• **ACTIVITY**
Once you have read the records below, restate them word for word.

• **ENTRIES SUPPLIED**
☆ ☆ ☆ ☆ ☆ ☆ ☆

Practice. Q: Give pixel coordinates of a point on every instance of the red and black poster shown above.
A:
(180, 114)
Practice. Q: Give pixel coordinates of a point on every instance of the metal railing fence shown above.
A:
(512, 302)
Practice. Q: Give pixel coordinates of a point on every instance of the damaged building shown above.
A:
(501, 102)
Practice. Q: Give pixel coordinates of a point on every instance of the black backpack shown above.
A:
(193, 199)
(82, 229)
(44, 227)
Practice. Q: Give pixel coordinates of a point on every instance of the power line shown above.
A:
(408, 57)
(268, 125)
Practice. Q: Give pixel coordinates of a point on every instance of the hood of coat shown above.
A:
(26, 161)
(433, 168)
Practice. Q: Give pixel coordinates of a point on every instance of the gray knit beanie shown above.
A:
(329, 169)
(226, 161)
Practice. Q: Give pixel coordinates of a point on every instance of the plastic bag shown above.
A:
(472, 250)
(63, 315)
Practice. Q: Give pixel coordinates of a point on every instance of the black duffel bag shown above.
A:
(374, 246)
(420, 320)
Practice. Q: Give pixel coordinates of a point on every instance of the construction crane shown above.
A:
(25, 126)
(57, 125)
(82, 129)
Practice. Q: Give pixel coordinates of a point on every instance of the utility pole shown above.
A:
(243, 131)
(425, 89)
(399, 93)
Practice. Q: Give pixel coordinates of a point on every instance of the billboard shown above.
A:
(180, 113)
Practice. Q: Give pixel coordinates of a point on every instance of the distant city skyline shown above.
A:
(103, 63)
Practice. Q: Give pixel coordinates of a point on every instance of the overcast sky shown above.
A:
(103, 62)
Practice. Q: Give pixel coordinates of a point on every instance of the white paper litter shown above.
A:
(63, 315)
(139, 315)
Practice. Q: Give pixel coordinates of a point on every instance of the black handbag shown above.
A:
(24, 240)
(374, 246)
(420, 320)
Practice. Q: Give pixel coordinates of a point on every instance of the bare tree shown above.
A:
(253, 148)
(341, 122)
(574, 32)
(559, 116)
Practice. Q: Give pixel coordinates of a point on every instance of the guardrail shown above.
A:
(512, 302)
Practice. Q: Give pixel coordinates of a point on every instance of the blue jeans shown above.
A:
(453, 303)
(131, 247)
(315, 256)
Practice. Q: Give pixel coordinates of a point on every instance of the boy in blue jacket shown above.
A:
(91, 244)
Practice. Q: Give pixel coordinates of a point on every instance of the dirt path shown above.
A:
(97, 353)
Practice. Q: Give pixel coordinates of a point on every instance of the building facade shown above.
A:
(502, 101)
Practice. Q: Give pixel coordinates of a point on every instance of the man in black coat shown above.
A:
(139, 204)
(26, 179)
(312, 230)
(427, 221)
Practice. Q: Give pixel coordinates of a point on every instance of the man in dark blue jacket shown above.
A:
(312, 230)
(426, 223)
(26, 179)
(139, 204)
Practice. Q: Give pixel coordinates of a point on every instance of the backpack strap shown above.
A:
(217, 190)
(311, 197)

☆ ☆ ☆ ☆ ☆ ☆ ☆

• **EXPECTED ANSWER**
Practice. Q: Give pixel coordinates of a point on every instance of the red and black poster shown above.
A:
(180, 114)
Practice. Q: Give pixel coordinates of a point on every instance of the metal railing fence shown above.
A:
(512, 302)
Practice. Q: Give pixel coordinates of a point on every instance of the damaged building shown above.
A:
(501, 102)
Practice. Q: Give pixel coordinates of a point on every instance of the black backpack shown above.
A:
(193, 199)
(82, 229)
(44, 227)
Practice. Q: Give pixel coordinates of a point on every instance of the power line shown above.
A:
(408, 57)
(268, 125)
Practice. Q: Give pixel coordinates of a point on every instance of the hood of coat shown above.
A:
(26, 161)
(433, 168)
Practice. Q: Give pixel coordinates of a point on every instance of the gray knit beanie shown above.
A:
(329, 169)
(226, 161)
Practice. Q: Give pixel coordinates of a point on every instance of the plastic bag shown above.
A:
(472, 250)
(63, 315)
Practice. Q: Give pixel coordinates of a point on every instance of the black duffel bag shown above.
A:
(374, 246)
(420, 320)
Practice. Q: Give pixel coordinates of a point on every instance of the construction crane shown above.
A:
(25, 126)
(57, 125)
(82, 129)
Practice. Q: Give pixel coordinates of a point on every instance of the utility pole shown above.
A:
(243, 131)
(425, 89)
(399, 93)
Practice. Q: Give pixel coordinates of a point on every instance of the billboard shown above.
A:
(180, 113)
Practice. Q: Give pixel coordinates of a point on every instance of the distant city skyline shown above.
A:
(103, 63)
Practice. Q: Give pixel coordinates of a point on every instance of the overcast sky shown above.
A:
(103, 62)
Practice. Q: Give pixel coordinates of a point on every instance of the white paper litter shown above.
A:
(63, 315)
(139, 315)
Practice. Q: Give pixel coordinates of a point on every instance of the black handbag shown above.
A:
(24, 240)
(374, 246)
(420, 320)
Practice. Q: Give pixel coordinates of a point on every instance of the bare tree shown above.
A:
(253, 148)
(341, 122)
(574, 32)
(559, 116)
Practice. Q: Give pixel coordinates of a point on every instance of the guardrail shown above.
A:
(512, 302)
Practice. Q: Give pixel coordinates of a point on every instance of the blue jeans shown above.
A:
(453, 303)
(131, 247)
(315, 256)
Practice. Q: Give pixel coordinates of a point on every instance of the boy in blue jacket shown above.
A:
(91, 244)
Practice. Q: Give pixel coordinates of a point on every instance of the dirt path shown above.
A:
(97, 353)
Practice. Q: Give pixel coordinates of a point on every instance of the building facade shown above.
A:
(502, 101)
Practice. Q: Give pixel coordinates of a point on every instance of the man in black coat shown above.
A:
(139, 204)
(26, 179)
(312, 230)
(427, 221)
Practice. Q: Give pixel coordinates of a point on every instance of the man in dark blue jacket shown above.
A:
(312, 230)
(426, 223)
(26, 179)
(139, 204)
Practice. Q: Give pixel coordinates of a point on every instance of the backpack strap shown above.
A:
(217, 190)
(311, 197)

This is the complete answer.